_Your goal_:
Repeat the listing below verbatim, from its first line through the line containing "point(302, 383)", both included.
====== Exercise data
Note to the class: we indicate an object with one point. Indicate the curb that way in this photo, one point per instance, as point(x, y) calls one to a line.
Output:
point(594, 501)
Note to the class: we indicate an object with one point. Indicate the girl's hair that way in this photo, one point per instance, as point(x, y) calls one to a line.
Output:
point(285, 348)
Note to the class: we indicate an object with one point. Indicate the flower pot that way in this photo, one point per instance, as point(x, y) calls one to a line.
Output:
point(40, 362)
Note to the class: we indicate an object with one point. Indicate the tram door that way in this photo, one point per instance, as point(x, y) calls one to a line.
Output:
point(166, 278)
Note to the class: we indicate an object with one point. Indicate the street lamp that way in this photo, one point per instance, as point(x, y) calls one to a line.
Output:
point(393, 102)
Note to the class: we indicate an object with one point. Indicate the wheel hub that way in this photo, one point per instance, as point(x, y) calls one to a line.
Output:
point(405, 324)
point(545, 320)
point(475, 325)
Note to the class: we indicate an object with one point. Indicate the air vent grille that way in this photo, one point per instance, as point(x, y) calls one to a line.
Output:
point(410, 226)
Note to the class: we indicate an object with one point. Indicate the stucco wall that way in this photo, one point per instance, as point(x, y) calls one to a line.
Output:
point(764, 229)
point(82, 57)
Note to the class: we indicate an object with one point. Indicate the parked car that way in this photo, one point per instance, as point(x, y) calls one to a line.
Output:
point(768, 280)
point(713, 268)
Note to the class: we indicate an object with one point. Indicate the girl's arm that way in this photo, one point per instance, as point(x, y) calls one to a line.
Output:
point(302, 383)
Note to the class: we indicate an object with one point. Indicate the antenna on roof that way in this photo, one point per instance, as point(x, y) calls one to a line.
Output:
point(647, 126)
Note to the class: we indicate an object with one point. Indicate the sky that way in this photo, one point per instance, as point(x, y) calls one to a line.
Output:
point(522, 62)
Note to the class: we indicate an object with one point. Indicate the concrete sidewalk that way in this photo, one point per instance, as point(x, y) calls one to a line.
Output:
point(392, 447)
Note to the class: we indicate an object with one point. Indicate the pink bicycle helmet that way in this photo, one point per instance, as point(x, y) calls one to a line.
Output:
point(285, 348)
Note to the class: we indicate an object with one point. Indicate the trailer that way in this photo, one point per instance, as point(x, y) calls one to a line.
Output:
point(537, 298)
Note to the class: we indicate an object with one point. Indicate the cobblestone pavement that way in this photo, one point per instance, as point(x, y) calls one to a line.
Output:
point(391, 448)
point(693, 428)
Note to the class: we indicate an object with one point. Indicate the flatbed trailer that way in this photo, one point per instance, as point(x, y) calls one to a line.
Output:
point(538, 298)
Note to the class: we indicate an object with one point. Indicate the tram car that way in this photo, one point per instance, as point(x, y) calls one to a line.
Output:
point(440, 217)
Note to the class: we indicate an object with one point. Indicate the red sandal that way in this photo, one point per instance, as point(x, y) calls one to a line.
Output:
============
_Result of the task_:
Note to the class: we indicate an object with one point. Indicate the curb that way in this photo, one point per instance, as point(x, y) calls one to a line.
Output:
point(594, 501)
Note to the class: we indicate an object with one point. Indicate the girl's hair that way in this photo, one point per instance, as point(x, y) calls one to a line.
Output:
point(285, 348)
Note to the class: we indicate an object with one point. Indicate the flower pot that way in this photo, one point per instance, as point(x, y) calls one to a line.
Output:
point(40, 362)
Note to the class: we indicate an object with one point. Indicate the tram door that way in this photo, one point per instance, as point(x, y) calls one to a line.
Output:
point(166, 278)
Note to the class: we indicate an object with one point. Indicate the street lamp that way in this photo, one point per instance, as point(x, y) calls one to a line.
Output:
point(393, 102)
Note to the class: we indicate an object with one point. Indicate the wheel hub that way in this photo, one point per instance, as point(x, y) calls one to a line.
Output:
point(405, 324)
point(545, 320)
point(475, 325)
Note to the class: we indicate an object with one point. Indicate the air vent grille that way in this photo, one point per instance, as point(x, y) calls one to a line.
Output:
point(410, 226)
Note to the class: we indicate an object with one point. Indicate the stucco wall that way in this photo, one point per instance, as point(x, y) calls one to a line.
Output:
point(764, 229)
point(82, 57)
Note to the class: we indicate an object with one point. Indicate the parked car that way in this photo, one point per instance, as point(x, y) calls one to a line.
Output:
point(768, 280)
point(713, 268)
Note to the class: we indicate an object with one point. Indicate the girl's arm that way in this photo, one point per instance, as point(x, y) calls one to a line.
Output:
point(302, 383)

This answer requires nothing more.